---------- TRECHO DO DOCUMENTO
Não sei se alguém aqui já passou por isso, mas, há alguns meses, sinto uma dificuldade muito grande, uma limitação mesmo, de assistir filmes novos (por novos, quero dizer inéditos para mim). Desde a escolher o filme até a me interessar, parar o que eu estou fazendo e me concentrar para assisti-lo todo. São muitas as possíveis razões para isso, como o pouco tempo, os dias atarefados, a ansiedade mais aflorada, o cansaço de fim de ano e porque não um pouco de preguiça. À contramão, a vontade de rever filmes está cada vez mais presente.
Me sentia frustrada por isso, afinal cinema sempre foi um apoio, uma válvula de escape, um objeto de extremo interesse para mim. Até que, depois de um tempo, passei a parar de me cobrar por algo desse tipo e perceber que tudo bem, não tem problema rever os filmes que marcaram minha vida até aqui. Aliás, não só não tem problema, como tem um valor inestimável.
--------------------
---------- DADOS EXTRAÍDOS
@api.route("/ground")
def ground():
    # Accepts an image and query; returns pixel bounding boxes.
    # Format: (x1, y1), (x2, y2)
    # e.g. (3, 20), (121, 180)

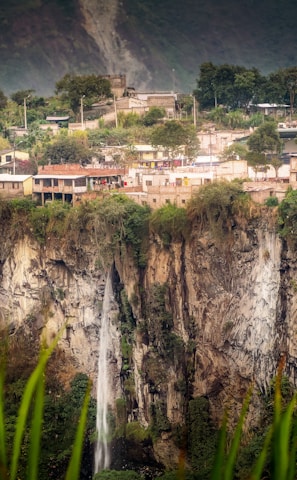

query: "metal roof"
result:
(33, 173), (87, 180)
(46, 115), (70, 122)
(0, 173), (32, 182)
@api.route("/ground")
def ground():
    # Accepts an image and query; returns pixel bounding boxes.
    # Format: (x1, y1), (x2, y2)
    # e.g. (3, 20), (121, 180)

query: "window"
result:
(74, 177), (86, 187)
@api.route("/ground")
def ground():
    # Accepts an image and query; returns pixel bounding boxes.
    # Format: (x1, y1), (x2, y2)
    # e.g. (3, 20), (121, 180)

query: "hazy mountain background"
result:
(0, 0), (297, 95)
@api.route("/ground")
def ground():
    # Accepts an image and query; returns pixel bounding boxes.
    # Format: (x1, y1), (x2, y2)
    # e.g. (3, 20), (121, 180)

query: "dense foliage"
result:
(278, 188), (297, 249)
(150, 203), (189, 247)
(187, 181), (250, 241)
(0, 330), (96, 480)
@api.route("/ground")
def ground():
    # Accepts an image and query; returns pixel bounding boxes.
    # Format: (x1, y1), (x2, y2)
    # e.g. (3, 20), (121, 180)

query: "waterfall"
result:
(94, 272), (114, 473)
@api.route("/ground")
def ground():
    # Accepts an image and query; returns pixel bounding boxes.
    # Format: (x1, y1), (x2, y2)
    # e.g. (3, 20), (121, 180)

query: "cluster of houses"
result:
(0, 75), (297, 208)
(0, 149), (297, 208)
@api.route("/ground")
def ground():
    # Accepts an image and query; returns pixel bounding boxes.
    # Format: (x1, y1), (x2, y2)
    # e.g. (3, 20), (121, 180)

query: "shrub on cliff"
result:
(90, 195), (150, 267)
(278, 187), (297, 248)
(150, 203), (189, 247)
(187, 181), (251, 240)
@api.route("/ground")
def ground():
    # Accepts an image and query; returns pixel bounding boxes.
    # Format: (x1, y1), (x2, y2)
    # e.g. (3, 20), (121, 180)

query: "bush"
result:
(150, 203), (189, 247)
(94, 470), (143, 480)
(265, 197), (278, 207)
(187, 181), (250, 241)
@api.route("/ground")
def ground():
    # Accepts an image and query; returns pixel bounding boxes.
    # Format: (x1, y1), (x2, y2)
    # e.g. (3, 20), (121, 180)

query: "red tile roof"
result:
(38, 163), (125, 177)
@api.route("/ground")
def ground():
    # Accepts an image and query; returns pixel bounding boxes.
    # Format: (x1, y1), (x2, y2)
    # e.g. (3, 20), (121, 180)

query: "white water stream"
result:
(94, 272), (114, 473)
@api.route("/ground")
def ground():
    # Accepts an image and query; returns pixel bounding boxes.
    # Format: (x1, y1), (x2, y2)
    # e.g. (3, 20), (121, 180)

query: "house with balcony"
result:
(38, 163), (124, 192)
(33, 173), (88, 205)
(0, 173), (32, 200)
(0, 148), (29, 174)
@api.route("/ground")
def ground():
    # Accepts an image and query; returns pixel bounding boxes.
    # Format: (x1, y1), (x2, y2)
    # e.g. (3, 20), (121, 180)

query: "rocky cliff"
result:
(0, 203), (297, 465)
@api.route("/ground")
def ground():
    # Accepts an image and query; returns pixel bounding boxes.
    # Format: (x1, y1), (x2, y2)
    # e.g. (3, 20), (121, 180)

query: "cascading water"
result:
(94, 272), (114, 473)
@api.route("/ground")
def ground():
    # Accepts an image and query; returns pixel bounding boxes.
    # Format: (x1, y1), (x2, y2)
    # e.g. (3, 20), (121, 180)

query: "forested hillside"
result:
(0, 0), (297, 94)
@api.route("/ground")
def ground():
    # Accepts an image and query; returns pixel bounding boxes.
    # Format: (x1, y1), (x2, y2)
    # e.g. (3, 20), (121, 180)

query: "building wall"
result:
--------------------
TAREFA PROPOSTA 1:
Responda com base no texto sobre rever filmes:
(a) O que quem escreve quer dizer com filmes "novos"?
(b) Que vontade está cada vez mais presente?
(c) Além de apoio e válvula de escape, o que o cinema sempre foi para quem escreve?
TAREFA PROPOSTA 2: Repita sem alterações o trecho do texto sobre rever filmes, começando nas palavras "Não sei se alguém" e parando depois de "vez mais presente.".

RESULTADO FINAL 1:
(a) Filmes inéditos para quem escreve.
(b) A vontade de rever filmes.
(c) Um objeto de extremo interesse.

RESULTADO FINAL 2:
Não sei se alguém aqui já passou por isso, mas, há alguns meses, sinto uma dificuldade muito grande, uma limitação mesmo, de assistir filmes novos (por novos, quero dizer inéditos para mim). Desde a escolher o filme até a me interessar, parar o que eu estou fazendo e me concentrar para assisti-lo todo. São muitas as possíveis razões para isso, como o pouco tempo, os dias atarefados, a ansiedade mais aflorada, o cansaço de fim de ano e porque não um pouco de preguiça. À contramão, a vontade de rever filmes está cada vez mais presente.